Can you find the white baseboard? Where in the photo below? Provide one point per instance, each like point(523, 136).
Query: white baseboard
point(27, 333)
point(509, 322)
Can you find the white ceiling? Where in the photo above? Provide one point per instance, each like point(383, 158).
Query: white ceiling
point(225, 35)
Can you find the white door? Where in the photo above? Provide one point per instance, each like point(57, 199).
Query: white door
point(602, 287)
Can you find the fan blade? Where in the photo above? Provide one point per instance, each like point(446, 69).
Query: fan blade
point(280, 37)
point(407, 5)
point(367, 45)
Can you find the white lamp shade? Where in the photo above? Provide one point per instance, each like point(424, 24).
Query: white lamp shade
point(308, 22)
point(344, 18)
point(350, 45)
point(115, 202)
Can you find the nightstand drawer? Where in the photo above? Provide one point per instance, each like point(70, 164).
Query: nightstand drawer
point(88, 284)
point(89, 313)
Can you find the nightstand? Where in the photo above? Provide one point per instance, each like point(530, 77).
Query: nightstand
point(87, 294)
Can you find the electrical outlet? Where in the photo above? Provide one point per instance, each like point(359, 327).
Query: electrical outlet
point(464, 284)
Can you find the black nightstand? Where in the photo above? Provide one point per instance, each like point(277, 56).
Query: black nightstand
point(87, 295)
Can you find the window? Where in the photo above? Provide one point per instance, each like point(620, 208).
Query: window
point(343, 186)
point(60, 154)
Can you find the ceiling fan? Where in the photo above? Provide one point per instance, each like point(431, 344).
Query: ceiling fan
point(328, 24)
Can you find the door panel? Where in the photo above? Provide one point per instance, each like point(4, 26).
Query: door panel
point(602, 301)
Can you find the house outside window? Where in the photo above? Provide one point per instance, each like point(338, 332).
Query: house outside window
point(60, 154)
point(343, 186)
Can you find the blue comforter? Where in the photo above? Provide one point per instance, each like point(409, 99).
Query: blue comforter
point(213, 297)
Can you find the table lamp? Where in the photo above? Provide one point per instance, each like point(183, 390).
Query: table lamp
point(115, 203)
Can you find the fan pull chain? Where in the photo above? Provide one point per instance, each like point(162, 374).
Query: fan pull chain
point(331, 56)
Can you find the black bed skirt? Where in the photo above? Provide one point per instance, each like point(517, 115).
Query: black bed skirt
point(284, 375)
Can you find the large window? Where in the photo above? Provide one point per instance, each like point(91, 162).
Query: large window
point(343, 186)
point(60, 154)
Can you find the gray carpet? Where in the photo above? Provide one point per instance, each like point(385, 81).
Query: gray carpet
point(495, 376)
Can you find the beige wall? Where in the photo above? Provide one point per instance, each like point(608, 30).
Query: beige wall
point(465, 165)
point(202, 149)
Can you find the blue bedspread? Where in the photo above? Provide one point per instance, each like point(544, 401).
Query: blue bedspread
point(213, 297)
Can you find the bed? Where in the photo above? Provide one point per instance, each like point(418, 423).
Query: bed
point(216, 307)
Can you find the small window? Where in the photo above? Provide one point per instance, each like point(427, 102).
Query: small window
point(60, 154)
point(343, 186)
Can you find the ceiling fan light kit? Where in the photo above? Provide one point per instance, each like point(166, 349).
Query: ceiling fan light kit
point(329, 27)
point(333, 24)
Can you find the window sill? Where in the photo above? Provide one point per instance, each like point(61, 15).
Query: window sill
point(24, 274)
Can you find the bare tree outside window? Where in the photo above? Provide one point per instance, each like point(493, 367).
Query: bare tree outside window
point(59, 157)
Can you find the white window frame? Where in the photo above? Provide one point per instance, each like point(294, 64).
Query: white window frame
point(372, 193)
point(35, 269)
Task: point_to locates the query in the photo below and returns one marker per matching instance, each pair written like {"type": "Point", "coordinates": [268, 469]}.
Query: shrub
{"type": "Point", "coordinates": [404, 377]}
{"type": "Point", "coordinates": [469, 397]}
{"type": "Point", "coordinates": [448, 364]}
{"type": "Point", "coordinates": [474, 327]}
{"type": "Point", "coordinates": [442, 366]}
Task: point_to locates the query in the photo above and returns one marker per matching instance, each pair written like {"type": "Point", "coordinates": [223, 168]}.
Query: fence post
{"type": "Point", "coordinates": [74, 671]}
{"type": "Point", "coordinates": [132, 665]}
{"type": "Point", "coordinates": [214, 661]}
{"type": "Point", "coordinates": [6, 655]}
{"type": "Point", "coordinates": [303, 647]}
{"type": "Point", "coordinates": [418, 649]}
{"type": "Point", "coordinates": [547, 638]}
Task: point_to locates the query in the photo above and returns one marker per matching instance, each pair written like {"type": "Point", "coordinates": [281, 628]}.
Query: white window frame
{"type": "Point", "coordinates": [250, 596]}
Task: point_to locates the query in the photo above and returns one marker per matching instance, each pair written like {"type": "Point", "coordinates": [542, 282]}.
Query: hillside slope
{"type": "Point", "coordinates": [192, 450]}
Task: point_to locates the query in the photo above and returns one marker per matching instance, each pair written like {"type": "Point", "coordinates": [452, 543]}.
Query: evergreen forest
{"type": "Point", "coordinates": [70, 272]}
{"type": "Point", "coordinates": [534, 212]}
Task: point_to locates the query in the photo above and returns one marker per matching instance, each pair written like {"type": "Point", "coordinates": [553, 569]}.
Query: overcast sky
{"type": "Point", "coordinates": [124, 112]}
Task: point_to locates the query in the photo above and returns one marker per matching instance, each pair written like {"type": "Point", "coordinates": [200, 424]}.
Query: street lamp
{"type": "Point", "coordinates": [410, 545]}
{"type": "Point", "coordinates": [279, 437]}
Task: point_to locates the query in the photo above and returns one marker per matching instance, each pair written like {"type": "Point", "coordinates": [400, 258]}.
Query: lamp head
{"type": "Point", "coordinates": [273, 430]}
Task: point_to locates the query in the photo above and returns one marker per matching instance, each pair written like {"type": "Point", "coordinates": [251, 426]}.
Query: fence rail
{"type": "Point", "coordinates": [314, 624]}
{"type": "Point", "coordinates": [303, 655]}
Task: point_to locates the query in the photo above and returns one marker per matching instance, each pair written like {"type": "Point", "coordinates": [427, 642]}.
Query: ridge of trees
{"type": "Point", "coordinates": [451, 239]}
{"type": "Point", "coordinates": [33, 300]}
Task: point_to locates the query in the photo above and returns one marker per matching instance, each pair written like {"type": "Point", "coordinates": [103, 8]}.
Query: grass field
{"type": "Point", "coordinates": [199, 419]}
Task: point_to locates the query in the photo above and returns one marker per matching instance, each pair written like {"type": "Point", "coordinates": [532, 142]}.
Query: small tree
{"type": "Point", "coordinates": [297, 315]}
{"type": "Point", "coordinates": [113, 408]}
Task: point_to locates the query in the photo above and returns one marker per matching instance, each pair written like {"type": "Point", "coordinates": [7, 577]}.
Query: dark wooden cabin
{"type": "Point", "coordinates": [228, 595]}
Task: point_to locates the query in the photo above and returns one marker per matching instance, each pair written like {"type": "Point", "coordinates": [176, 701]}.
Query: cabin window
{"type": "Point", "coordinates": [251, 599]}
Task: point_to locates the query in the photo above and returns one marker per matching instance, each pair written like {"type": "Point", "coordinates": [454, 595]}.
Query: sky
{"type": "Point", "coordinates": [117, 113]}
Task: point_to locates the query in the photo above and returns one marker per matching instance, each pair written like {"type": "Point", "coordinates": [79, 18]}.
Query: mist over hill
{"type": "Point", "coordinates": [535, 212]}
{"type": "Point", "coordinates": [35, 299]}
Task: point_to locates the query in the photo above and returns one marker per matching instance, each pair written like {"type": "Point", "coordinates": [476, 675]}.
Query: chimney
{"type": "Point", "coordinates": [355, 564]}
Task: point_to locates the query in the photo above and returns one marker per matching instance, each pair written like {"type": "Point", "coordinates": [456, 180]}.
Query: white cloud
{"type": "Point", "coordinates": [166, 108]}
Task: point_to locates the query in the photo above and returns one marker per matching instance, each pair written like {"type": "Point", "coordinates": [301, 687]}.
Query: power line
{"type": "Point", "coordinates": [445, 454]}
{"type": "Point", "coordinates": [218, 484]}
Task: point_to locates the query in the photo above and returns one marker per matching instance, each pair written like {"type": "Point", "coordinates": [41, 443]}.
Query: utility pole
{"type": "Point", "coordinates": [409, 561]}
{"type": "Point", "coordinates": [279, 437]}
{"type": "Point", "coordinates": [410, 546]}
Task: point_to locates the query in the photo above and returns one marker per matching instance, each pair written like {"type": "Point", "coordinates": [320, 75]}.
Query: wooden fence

:::::

- TASK TO COMPLETE: Copy each line of the entries in which the string "below" is found.

- TASK ANSWER:
Can you find the white baseboard? Where in the photo below? Provide one point per instance, each like point(523, 136).
Task: point_to locates the query in the photo below and returns one marker per matching instance, each pair written like {"type": "Point", "coordinates": [268, 469]}.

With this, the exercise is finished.